## Records provided

::::::::::

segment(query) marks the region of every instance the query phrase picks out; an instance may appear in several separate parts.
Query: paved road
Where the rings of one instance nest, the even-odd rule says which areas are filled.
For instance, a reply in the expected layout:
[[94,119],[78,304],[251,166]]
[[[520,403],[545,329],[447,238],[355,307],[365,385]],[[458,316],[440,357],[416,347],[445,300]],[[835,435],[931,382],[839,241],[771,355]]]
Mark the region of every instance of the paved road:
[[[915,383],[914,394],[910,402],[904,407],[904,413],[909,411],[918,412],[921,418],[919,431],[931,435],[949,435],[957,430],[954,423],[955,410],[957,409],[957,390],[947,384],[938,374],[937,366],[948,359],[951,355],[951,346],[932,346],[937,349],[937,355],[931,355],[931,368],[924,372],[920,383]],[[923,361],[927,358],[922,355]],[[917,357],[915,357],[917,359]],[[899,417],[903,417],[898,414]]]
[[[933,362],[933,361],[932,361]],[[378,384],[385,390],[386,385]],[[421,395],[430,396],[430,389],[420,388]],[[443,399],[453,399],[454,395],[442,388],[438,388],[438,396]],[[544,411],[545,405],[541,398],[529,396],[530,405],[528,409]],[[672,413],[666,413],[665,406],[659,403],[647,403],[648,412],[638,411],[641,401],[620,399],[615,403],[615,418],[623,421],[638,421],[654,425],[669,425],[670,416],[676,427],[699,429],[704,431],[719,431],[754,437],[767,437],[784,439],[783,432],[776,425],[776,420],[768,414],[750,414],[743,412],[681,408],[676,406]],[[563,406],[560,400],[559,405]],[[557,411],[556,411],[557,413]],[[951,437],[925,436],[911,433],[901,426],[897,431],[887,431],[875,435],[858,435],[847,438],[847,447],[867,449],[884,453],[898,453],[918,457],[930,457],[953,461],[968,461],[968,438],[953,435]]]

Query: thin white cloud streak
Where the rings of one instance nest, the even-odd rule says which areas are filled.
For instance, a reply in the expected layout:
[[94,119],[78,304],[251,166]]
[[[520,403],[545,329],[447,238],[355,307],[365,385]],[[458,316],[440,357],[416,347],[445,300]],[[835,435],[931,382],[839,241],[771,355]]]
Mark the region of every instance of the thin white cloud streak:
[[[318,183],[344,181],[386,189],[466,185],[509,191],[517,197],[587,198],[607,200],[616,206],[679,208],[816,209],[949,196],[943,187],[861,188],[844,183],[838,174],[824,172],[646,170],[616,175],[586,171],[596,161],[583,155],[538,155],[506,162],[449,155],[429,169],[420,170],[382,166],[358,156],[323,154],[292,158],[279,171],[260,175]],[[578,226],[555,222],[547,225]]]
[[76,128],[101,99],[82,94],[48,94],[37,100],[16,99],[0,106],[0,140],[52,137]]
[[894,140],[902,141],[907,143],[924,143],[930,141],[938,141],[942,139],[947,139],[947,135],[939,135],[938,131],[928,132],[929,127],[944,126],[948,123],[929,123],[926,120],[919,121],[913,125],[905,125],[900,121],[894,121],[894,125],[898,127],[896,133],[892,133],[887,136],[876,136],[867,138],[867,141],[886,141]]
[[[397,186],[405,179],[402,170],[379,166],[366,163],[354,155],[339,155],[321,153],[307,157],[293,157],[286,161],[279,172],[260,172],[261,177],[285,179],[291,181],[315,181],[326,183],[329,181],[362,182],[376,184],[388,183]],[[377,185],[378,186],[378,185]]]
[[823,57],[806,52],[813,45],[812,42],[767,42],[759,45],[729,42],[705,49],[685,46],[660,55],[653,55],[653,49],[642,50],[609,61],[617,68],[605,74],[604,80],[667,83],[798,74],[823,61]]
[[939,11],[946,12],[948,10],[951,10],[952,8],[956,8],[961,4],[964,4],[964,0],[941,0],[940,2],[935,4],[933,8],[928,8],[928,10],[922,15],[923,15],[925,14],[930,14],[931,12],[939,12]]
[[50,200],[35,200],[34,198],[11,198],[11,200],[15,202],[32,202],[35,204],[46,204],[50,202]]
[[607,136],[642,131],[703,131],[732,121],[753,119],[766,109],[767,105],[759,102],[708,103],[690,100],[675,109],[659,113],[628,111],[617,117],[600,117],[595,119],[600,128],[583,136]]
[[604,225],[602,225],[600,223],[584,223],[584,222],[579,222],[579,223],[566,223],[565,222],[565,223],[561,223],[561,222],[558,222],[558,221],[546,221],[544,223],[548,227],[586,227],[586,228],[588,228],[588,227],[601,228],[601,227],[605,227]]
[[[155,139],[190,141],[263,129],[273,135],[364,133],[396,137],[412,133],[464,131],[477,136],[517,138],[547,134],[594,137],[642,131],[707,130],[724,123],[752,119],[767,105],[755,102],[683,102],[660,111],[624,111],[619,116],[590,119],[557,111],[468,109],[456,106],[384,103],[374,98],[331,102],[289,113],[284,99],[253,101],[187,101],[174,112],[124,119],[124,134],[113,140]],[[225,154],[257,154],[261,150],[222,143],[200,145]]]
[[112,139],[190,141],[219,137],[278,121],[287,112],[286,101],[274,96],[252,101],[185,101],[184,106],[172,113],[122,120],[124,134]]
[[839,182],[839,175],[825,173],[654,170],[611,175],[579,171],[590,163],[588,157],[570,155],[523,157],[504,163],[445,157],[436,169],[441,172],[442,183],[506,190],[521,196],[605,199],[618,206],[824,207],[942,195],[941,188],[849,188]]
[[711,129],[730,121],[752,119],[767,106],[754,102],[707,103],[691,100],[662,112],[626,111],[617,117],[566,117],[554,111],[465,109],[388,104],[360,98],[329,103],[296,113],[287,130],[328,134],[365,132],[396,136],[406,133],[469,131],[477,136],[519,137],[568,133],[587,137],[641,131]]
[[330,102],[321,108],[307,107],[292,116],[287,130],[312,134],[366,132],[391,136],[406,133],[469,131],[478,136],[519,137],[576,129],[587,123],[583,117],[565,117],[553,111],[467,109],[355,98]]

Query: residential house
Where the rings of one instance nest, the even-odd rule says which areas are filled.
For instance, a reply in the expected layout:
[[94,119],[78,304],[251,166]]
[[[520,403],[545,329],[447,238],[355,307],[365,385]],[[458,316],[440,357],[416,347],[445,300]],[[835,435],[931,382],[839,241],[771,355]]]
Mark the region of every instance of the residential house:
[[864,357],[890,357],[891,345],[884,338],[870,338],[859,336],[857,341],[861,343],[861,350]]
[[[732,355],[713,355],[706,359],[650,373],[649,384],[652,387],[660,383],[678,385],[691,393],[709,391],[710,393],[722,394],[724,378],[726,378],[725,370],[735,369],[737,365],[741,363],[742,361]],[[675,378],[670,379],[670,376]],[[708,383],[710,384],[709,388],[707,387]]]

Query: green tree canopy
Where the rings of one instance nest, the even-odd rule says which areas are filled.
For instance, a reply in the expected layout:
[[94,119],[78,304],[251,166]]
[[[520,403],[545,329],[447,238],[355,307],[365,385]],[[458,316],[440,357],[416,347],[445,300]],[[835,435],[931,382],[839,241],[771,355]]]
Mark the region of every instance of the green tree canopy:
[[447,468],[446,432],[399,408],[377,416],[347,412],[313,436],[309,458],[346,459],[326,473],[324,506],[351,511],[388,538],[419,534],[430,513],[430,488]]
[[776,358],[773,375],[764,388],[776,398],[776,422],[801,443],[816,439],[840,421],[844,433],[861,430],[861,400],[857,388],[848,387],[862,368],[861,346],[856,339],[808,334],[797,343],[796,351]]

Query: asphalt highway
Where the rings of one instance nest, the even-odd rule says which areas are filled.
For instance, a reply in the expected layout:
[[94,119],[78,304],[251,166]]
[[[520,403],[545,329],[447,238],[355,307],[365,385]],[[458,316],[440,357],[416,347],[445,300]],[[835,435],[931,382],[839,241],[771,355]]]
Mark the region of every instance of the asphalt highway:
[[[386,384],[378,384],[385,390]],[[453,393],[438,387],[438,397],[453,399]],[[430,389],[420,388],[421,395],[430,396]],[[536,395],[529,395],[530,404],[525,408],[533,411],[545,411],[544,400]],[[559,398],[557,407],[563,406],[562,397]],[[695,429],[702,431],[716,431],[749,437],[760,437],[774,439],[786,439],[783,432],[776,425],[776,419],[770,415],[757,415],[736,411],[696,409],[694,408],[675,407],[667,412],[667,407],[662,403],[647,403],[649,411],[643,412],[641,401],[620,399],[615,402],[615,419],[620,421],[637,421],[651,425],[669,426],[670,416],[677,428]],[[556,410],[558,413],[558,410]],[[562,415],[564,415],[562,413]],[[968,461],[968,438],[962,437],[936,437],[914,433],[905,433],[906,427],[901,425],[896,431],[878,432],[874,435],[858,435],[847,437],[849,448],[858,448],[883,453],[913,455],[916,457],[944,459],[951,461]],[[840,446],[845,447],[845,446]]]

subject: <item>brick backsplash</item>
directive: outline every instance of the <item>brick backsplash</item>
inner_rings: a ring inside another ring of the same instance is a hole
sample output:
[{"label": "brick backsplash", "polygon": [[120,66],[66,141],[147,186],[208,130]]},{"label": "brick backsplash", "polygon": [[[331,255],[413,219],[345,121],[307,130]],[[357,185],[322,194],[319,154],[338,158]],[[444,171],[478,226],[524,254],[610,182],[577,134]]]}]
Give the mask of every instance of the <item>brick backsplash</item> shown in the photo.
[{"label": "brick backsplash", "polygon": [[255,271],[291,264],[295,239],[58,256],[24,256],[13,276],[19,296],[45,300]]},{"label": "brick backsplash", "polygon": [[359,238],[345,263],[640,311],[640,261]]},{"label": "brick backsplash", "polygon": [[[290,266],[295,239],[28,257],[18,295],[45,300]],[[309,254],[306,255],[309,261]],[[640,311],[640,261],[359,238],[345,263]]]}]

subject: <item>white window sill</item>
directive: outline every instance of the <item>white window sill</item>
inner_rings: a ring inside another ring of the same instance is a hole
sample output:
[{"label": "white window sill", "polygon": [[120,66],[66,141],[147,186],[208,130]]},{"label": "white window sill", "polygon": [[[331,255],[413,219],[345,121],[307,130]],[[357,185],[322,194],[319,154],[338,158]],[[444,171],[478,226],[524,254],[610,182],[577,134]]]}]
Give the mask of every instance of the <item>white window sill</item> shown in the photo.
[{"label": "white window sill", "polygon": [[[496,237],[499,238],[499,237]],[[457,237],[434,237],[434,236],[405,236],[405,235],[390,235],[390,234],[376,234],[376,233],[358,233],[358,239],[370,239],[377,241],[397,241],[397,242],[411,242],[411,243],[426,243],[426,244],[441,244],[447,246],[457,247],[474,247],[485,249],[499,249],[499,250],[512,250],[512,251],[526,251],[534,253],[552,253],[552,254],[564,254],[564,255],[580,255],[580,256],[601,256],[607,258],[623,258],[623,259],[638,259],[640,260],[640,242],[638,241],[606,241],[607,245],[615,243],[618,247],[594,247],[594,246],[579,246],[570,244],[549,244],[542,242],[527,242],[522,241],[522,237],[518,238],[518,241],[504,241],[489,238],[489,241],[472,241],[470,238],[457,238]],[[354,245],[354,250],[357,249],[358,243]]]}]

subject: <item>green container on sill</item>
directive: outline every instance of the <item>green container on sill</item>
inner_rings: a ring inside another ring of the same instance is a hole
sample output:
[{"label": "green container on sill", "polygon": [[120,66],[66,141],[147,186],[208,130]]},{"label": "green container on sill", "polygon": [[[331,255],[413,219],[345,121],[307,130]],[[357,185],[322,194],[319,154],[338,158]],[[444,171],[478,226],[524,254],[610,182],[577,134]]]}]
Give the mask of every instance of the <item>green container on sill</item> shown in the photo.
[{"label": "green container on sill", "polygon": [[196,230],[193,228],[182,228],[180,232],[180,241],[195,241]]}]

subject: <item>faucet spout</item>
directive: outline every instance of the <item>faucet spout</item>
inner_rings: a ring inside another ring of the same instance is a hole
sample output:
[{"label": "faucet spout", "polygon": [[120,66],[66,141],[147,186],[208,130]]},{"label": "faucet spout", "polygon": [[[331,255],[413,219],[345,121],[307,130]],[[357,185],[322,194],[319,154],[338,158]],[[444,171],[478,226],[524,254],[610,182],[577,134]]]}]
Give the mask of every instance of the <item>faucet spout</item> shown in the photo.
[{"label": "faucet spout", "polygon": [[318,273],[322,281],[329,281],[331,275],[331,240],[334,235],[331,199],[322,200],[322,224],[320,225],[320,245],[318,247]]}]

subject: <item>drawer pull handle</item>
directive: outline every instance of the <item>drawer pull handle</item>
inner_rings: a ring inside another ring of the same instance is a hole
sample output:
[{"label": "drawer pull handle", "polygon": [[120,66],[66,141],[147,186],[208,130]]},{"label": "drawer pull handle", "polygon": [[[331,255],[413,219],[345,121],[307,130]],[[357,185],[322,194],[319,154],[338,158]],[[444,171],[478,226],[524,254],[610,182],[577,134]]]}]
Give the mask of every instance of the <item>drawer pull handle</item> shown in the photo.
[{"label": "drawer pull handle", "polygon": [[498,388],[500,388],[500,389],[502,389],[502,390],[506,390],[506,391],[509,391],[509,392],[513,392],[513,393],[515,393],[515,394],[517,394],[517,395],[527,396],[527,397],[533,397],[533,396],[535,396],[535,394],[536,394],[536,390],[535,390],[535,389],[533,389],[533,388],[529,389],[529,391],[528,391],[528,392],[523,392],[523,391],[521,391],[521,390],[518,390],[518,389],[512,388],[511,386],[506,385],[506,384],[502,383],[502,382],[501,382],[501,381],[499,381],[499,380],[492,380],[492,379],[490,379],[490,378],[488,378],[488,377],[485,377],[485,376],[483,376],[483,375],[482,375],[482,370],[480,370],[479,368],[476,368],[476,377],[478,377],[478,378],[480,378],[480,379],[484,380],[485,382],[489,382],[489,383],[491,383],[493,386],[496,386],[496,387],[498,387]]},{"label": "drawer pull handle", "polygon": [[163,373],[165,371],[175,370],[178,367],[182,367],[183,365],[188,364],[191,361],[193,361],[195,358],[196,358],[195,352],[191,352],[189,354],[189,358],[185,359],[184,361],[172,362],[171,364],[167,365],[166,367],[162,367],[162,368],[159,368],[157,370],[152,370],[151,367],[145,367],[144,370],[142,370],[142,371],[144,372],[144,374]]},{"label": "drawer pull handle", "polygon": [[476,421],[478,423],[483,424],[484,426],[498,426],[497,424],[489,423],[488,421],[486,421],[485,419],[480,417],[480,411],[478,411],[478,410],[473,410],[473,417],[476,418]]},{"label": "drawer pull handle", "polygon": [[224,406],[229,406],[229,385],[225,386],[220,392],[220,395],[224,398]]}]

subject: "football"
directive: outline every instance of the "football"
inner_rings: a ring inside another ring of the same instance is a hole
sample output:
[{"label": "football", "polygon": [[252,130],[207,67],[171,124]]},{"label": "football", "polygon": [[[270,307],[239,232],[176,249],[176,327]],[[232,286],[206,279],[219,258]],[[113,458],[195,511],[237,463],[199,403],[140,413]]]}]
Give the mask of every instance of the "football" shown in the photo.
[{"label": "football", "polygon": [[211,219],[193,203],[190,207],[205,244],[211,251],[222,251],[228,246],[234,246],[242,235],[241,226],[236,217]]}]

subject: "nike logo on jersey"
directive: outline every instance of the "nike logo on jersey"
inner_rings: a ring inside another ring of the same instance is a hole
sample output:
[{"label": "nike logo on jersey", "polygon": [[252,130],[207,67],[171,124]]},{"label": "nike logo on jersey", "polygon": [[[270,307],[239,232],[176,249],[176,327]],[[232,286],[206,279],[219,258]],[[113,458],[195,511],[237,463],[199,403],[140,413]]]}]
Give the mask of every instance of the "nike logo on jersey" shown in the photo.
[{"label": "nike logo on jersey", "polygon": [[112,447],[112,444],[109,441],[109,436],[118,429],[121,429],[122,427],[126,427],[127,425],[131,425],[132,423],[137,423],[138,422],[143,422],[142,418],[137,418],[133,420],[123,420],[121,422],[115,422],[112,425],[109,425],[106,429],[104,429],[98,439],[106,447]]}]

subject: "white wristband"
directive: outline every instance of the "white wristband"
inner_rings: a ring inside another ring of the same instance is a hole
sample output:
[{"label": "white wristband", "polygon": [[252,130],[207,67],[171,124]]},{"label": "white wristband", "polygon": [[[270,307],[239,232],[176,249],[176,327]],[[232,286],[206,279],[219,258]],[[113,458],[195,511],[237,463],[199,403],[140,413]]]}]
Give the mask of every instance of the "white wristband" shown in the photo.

::::::::::

## Problem to work on
Write out, without changes, the lines between the one holding "Query: asphalt highway" and the one holding "Mark the region of every instance of the asphalt", inclusive.

## Task answer
Query: asphalt highway
Where the rings of one instance nest, the even-odd rule says which areas are filled.
For instance, a reply in the expected layout:
[[94,119],[78,304],[251,166]]
[[[520,403],[545,329],[447,238],[355,307],[365,385]],[[458,316],[440,357],[416,347],[445,300]],[[835,435],[931,382],[839,241],[771,355]]]
Mark the region of every instance of the asphalt highway:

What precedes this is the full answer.